Supplied material:
################

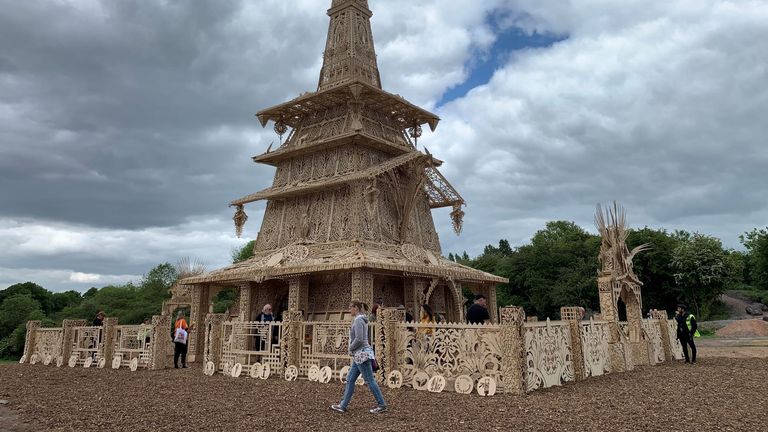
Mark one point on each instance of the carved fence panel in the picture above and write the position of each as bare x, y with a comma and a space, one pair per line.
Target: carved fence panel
449, 350
133, 342
624, 327
251, 342
48, 345
656, 344
677, 349
594, 342
88, 343
326, 343
548, 354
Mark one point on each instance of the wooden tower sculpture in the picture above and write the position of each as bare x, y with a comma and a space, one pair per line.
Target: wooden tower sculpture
349, 212
618, 281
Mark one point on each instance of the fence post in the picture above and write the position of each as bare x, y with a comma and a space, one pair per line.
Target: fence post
512, 340
68, 339
572, 315
29, 340
108, 333
290, 345
212, 351
386, 343
160, 341
661, 320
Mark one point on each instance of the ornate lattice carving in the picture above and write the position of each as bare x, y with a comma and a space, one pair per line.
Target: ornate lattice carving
677, 349
49, 343
548, 354
653, 335
594, 342
248, 343
449, 350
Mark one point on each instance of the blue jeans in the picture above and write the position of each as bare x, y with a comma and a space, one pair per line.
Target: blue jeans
367, 370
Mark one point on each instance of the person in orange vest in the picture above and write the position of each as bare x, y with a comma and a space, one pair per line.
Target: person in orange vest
180, 334
686, 331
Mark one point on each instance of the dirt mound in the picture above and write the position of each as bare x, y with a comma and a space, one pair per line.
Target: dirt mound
744, 328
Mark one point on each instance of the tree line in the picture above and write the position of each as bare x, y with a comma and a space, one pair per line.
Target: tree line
559, 267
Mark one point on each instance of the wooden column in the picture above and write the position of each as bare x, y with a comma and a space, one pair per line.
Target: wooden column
246, 301
660, 318
298, 293
213, 338
493, 306
362, 286
108, 334
512, 341
160, 342
290, 344
198, 310
572, 315
386, 344
29, 340
68, 339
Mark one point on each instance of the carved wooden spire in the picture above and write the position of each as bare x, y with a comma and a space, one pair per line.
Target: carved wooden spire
349, 52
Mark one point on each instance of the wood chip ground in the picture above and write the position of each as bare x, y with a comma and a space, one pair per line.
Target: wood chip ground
718, 394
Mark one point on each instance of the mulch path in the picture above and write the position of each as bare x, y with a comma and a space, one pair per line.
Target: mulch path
744, 329
718, 394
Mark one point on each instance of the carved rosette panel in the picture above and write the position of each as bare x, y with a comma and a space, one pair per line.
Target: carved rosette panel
656, 345
594, 342
548, 355
677, 349
450, 350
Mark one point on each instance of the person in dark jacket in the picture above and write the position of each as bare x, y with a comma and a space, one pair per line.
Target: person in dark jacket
478, 312
99, 320
686, 331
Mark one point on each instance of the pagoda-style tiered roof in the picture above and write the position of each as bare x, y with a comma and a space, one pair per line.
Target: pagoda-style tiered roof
352, 190
314, 258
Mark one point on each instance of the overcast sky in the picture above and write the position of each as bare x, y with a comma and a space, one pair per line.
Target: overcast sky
127, 126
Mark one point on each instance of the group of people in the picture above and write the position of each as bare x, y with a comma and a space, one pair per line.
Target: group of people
363, 357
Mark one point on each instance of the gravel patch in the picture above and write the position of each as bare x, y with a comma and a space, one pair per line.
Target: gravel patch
744, 329
718, 394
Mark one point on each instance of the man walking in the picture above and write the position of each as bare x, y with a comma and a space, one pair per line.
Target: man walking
180, 334
686, 331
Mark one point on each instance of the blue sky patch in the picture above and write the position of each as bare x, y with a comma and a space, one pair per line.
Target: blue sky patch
482, 66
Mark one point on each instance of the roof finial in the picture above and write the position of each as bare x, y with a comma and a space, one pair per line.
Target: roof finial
349, 52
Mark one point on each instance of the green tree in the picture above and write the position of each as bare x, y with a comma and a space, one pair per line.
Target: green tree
701, 271
654, 267
35, 291
15, 310
756, 243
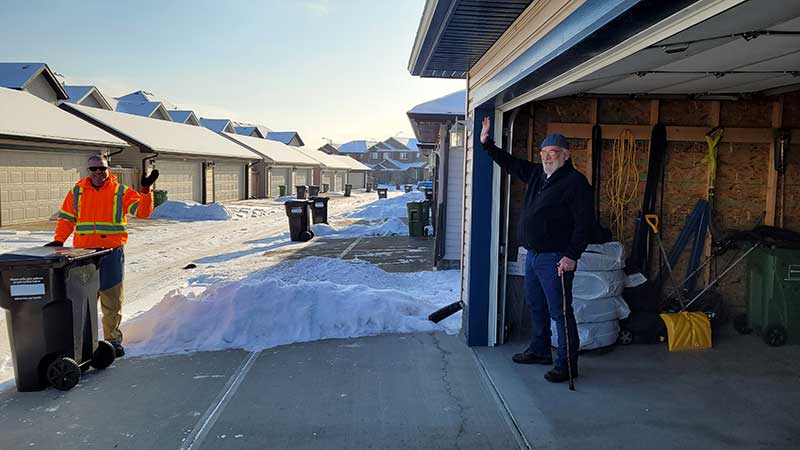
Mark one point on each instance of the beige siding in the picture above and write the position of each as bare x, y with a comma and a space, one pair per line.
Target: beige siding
455, 199
280, 177
229, 181
33, 184
181, 179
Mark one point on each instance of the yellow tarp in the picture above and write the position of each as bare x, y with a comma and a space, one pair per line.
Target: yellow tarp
687, 330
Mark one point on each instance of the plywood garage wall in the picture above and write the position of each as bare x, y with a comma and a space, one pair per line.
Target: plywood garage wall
742, 176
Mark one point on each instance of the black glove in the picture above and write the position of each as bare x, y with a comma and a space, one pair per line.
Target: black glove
148, 180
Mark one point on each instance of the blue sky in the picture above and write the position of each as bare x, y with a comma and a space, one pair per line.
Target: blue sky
326, 68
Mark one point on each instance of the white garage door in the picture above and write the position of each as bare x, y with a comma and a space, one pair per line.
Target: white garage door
339, 182
229, 181
326, 179
358, 180
280, 177
181, 179
303, 177
33, 184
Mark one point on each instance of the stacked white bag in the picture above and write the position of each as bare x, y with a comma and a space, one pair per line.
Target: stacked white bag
597, 296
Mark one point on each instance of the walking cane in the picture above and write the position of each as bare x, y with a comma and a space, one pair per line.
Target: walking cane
566, 332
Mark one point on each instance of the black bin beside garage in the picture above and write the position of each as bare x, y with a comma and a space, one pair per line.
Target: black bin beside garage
319, 209
299, 228
50, 294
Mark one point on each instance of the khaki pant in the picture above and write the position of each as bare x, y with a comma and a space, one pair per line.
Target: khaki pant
111, 305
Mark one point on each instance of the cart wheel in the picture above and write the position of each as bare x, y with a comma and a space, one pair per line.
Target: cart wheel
625, 337
740, 324
63, 373
103, 356
775, 336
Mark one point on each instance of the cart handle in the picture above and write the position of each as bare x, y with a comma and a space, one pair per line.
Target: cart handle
652, 221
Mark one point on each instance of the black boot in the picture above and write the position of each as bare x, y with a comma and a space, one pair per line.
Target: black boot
528, 357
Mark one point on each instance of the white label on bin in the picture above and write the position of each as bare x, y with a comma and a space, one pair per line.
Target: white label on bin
27, 288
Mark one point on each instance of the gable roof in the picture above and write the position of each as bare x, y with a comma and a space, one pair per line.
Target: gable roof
273, 151
144, 96
77, 94
162, 136
358, 146
36, 119
249, 131
327, 161
182, 116
144, 109
19, 75
217, 125
284, 136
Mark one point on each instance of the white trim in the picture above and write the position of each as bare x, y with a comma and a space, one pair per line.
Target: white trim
680, 21
494, 247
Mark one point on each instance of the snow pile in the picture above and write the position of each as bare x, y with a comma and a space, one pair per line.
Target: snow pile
188, 211
387, 207
390, 227
310, 299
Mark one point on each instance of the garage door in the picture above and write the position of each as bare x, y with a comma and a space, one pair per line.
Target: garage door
181, 179
339, 182
229, 181
326, 179
280, 177
303, 177
358, 180
33, 184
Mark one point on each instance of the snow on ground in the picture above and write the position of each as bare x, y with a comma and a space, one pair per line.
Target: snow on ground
229, 259
308, 299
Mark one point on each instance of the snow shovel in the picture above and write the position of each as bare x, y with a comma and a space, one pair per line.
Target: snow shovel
685, 330
446, 311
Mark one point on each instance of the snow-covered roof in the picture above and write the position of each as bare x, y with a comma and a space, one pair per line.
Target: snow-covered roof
144, 109
163, 136
77, 94
284, 136
274, 151
24, 115
249, 131
181, 116
327, 161
358, 146
18, 75
144, 96
450, 105
217, 125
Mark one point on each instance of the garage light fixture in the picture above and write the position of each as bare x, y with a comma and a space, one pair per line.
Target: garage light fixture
680, 47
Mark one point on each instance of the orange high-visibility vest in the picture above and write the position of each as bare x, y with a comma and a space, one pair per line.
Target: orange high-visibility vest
97, 216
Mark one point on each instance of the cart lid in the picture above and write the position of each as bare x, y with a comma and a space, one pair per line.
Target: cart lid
55, 256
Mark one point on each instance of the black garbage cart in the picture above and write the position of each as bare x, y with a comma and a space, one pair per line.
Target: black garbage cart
50, 298
299, 228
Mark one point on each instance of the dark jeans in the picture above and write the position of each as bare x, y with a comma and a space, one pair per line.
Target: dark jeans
543, 294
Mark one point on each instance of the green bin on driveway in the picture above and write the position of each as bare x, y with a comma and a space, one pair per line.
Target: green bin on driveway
159, 197
417, 218
773, 287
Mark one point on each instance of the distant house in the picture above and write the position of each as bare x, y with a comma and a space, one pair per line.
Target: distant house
184, 116
87, 96
36, 78
287, 137
218, 125
439, 127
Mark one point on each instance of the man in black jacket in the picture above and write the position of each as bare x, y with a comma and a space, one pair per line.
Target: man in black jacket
555, 228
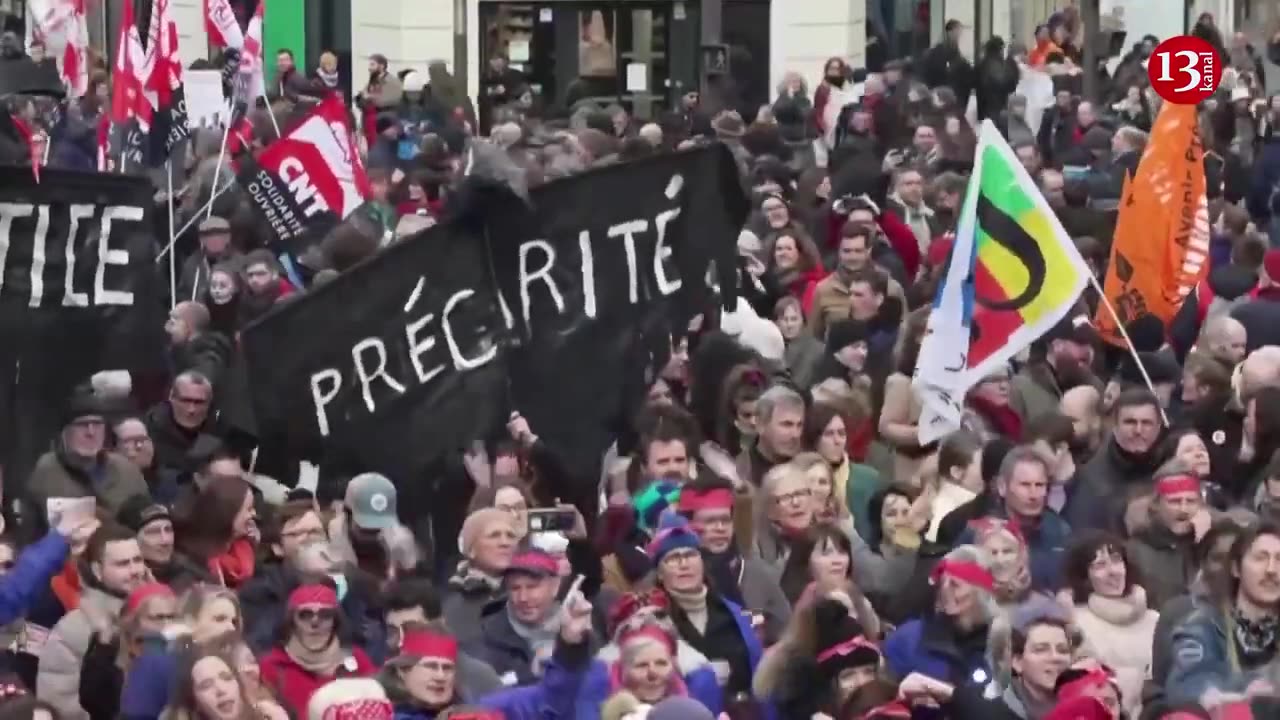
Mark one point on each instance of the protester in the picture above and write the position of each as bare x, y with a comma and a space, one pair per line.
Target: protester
1048, 518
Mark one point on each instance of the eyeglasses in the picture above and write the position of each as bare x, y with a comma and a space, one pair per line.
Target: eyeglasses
791, 497
305, 533
324, 614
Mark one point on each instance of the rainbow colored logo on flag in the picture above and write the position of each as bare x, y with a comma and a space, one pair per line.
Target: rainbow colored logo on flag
1011, 276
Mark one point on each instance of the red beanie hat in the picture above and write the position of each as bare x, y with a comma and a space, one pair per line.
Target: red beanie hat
425, 643
1080, 707
319, 595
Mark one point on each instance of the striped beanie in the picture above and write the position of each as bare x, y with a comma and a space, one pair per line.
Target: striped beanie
653, 501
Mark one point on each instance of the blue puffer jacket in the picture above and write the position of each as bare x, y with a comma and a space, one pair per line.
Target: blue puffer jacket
929, 646
1205, 656
552, 698
35, 568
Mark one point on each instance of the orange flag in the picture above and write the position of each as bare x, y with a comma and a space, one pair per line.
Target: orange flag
1160, 249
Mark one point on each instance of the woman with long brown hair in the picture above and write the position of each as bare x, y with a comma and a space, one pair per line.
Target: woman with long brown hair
900, 411
216, 531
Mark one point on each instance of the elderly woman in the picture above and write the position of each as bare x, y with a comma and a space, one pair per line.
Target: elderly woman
704, 619
784, 511
647, 659
828, 505
1111, 611
489, 540
1010, 560
310, 652
950, 643
987, 409
803, 351
421, 680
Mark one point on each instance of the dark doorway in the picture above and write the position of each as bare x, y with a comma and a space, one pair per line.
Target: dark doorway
746, 32
599, 51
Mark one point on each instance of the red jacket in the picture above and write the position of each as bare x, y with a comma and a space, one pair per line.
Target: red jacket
295, 686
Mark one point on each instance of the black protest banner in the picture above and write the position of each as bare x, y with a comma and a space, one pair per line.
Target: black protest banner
415, 351
78, 294
622, 258
388, 365
310, 180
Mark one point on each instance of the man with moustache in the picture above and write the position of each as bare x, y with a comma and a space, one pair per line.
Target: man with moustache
1164, 552
1064, 363
1083, 405
1121, 468
1229, 647
743, 578
780, 422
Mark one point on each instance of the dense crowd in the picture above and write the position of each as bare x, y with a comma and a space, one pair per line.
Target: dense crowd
771, 540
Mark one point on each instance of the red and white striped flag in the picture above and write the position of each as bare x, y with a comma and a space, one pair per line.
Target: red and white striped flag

################

Exercise brief: Reproduce only those lines of the entries above that run from the line with "Mark one point on each instance of the elderly" to the final line.

Solved exercise:
Mark one point on each instance of the elderly woman in the picture above and write the position of each as bare x, y with a comma and a space, one pair per line.
Target: elderly woman
704, 619
784, 511
647, 659
828, 505
1111, 611
489, 540
1010, 560
310, 652
950, 643
987, 409
803, 351
421, 680
Mark one point on each instance of the dark doorway in the picture above and write the position of each as bare x, y with a comma and a space, one pair per line.
Target: dark doorway
746, 32
599, 51
Mark one point on each instance of the red jacket in the picture above and write the position of each as bare x, y with a comma and a space, one pair per line.
Target: red jacket
295, 686
Mark one point on each instance of the black protest banner in the picture above and write the position of each as bare x, y with a comma and a space, one pair per line.
Target: black protest banner
415, 351
78, 294
622, 258
388, 365
310, 180
Mark one point on each instance of the man with moustache in the picture above and write the position of each as bare x, y with a comma and a space, one pair per line.
Target: man with moustache
1164, 552
1064, 363
1083, 405
1121, 468
1229, 647
743, 578
780, 422
Mark one point on each instance of the dense crowd in the picture above and write the position of each as bare x, y with a comma and a space, one pair per line.
Target: dense crowd
771, 540
Mark one point on each instance of the red and white striped flag in the picture above and write the position of each as bare x, y with a comma and a space, one pair per line.
Target: red and white striped flag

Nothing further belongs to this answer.